**** SUPPLIED RECORDS ****

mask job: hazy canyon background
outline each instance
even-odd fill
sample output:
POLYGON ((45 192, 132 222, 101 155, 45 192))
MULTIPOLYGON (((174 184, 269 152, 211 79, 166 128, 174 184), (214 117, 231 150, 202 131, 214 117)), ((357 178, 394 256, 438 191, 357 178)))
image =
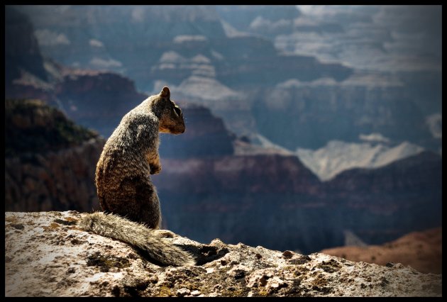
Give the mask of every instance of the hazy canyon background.
POLYGON ((105 139, 167 85, 165 228, 307 254, 441 226, 441 6, 5 10, 6 211, 99 210, 105 139))

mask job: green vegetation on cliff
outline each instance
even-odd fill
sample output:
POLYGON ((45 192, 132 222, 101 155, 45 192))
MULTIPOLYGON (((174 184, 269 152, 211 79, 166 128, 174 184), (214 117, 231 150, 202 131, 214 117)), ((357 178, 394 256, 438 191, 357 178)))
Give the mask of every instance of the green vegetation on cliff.
POLYGON ((40 100, 5 101, 5 156, 73 147, 98 137, 40 100))

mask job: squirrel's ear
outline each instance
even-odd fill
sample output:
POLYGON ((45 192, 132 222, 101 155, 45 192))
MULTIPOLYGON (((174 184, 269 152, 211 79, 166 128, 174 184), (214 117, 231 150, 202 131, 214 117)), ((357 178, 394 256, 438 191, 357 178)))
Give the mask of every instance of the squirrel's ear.
POLYGON ((167 86, 165 86, 163 87, 161 92, 160 93, 160 95, 161 96, 162 98, 165 98, 165 99, 170 98, 170 96, 171 96, 171 93, 169 91, 169 88, 167 88, 167 86))

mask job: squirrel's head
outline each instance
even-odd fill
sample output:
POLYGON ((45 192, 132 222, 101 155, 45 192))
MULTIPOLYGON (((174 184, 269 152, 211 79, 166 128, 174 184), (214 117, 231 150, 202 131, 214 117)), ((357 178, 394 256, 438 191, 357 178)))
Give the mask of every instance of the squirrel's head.
POLYGON ((185 130, 183 113, 180 108, 171 101, 170 94, 169 88, 165 86, 153 101, 160 121, 158 130, 165 133, 183 133, 185 130))

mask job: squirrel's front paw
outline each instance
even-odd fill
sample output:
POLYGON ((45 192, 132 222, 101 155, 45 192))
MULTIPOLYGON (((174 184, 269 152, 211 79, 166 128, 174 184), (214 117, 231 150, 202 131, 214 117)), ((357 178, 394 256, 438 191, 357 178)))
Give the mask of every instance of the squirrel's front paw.
POLYGON ((150 174, 158 174, 161 172, 161 166, 155 166, 153 164, 150 164, 150 174))

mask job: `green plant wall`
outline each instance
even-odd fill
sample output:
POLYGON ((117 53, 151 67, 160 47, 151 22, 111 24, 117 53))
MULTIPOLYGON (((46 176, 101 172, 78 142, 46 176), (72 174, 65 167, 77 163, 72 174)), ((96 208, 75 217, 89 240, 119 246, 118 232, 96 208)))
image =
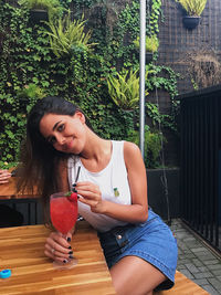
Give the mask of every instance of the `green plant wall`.
MULTIPOLYGON (((139 67, 133 43, 139 34, 139 1, 126 1, 120 9, 115 9, 114 1, 110 7, 98 0, 60 2, 65 9, 74 8, 73 19, 81 20, 85 12, 85 33, 91 30, 90 41, 96 43, 92 51, 75 45, 71 54, 56 56, 45 23, 34 23, 29 10, 19 4, 0 1, 1 162, 18 160, 27 115, 36 99, 45 95, 60 95, 76 103, 104 138, 127 139, 138 128, 138 110, 129 113, 117 107, 109 97, 106 80, 123 67, 139 67), (92 18, 93 13, 96 18, 92 18)), ((160 77, 156 64, 148 65, 148 72, 151 70, 148 87, 166 86, 172 97, 175 76, 160 77)))

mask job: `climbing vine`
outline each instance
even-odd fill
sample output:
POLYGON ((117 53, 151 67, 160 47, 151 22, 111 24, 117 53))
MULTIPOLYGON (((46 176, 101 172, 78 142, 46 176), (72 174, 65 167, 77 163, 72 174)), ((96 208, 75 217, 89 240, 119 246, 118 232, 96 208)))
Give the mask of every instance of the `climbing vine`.
MULTIPOLYGON (((48 27, 35 23, 30 11, 10 1, 0 6, 0 165, 18 160, 27 115, 46 95, 60 95, 76 103, 90 117, 95 131, 113 139, 128 138, 137 126, 138 113, 124 112, 108 94, 107 76, 123 69, 137 70, 139 60, 133 41, 139 35, 139 1, 118 3, 105 0, 60 0, 72 10, 73 20, 85 20, 91 30, 92 51, 75 45, 67 55, 51 49, 48 27), (129 127, 129 128, 128 128, 129 127)), ((157 34, 161 1, 152 0, 147 31, 157 34)), ((149 18, 147 15, 147 18, 149 18)), ((176 77, 150 64, 155 72, 147 81, 149 92, 165 88, 176 93, 176 77)), ((154 109, 154 108, 152 108, 154 109)), ((154 110, 147 108, 155 119, 154 110)), ((165 119, 166 122, 166 119, 165 119)))

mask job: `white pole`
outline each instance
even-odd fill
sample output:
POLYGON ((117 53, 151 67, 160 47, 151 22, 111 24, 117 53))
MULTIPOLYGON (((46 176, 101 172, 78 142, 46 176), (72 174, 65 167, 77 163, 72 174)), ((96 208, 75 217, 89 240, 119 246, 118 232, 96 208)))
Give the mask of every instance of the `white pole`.
POLYGON ((139 148, 145 155, 145 64, 146 64, 146 0, 140 0, 139 34, 139 148))

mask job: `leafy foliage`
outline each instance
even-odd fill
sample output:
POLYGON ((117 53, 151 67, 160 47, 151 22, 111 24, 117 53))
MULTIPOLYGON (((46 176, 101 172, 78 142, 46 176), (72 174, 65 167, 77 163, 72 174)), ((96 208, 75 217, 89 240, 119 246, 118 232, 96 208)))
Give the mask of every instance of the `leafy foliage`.
MULTIPOLYGON (((152 0, 158 3, 152 10, 155 21, 160 14, 159 1, 152 0)), ((70 3, 70 0, 60 0, 64 12, 70 3)), ((139 61, 134 54, 133 40, 139 34, 139 3, 136 0, 120 7, 115 21, 109 23, 110 8, 107 1, 101 1, 97 18, 83 20, 83 11, 90 15, 87 10, 93 10, 97 3, 97 0, 73 0, 72 7, 76 11, 72 11, 72 18, 67 13, 54 22, 50 19, 48 28, 45 23, 30 22, 25 6, 14 7, 6 1, 0 6, 1 165, 18 160, 27 115, 45 95, 60 95, 77 104, 91 119, 94 130, 104 138, 125 139, 136 130, 138 109, 125 112, 116 105, 107 81, 113 77, 119 82, 119 75, 124 77, 120 83, 125 88, 123 92, 122 86, 118 88, 128 93, 126 97, 135 99, 137 105, 139 61), (78 28, 76 39, 73 38, 74 28, 78 28), (130 76, 134 78, 129 80, 130 76), (127 88, 126 84, 130 86, 127 88)), ((149 29, 148 35, 156 29, 149 29)), ((177 91, 176 75, 167 70, 148 65, 148 92, 155 87, 165 88, 172 97, 177 91), (167 72, 167 76, 161 76, 161 72, 167 72)), ((118 89, 113 86, 113 92, 118 89)), ((122 93, 118 101, 125 97, 122 93)), ((154 106, 147 107, 147 115, 152 120, 164 119, 169 122, 169 127, 173 126, 172 117, 158 115, 154 106)))
MULTIPOLYGON (((123 69, 120 73, 116 73, 117 77, 110 74, 107 77, 108 92, 112 99, 125 110, 131 110, 138 107, 139 77, 137 76, 137 72, 138 70, 123 69)), ((146 95, 148 95, 147 91, 146 95)))
POLYGON ((200 17, 207 0, 176 0, 179 2, 190 17, 200 17))
POLYGON ((91 50, 93 45, 90 43, 91 31, 84 32, 84 15, 81 20, 71 20, 71 12, 59 19, 57 21, 46 22, 50 30, 44 30, 49 35, 51 50, 57 57, 64 55, 73 55, 75 48, 84 48, 91 50))
MULTIPOLYGON (((139 48, 139 36, 134 41, 135 46, 139 48)), ((147 35, 146 36, 146 51, 147 52, 157 52, 159 48, 159 40, 157 35, 147 35)))

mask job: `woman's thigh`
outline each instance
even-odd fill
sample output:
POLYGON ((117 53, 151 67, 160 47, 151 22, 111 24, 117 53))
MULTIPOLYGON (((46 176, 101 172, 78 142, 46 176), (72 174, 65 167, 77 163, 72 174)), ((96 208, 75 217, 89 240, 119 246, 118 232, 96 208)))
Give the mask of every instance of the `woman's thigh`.
POLYGON ((110 275, 118 295, 146 295, 166 280, 150 263, 137 256, 125 256, 112 268, 110 275))

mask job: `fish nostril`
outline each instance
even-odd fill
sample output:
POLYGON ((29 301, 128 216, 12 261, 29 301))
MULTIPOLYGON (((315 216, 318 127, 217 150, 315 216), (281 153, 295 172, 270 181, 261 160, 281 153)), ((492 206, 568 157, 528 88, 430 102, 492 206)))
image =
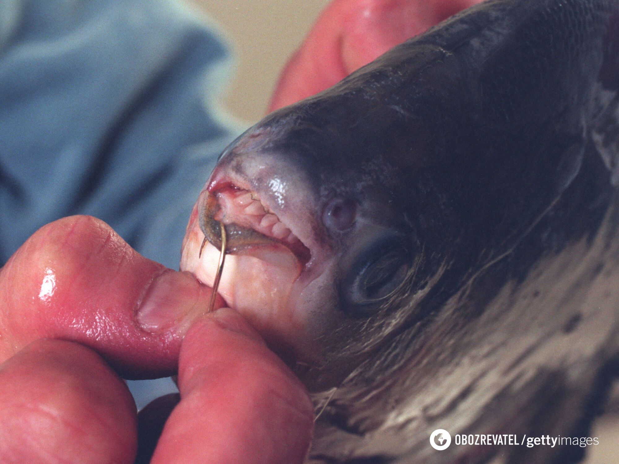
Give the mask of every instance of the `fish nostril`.
POLYGON ((334 198, 322 213, 327 228, 342 232, 350 228, 357 218, 357 202, 349 198, 334 198))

****

SET TASK =>
How many of the lines above contain the word "foliage"? Reply with the number only.

RESULT =>
2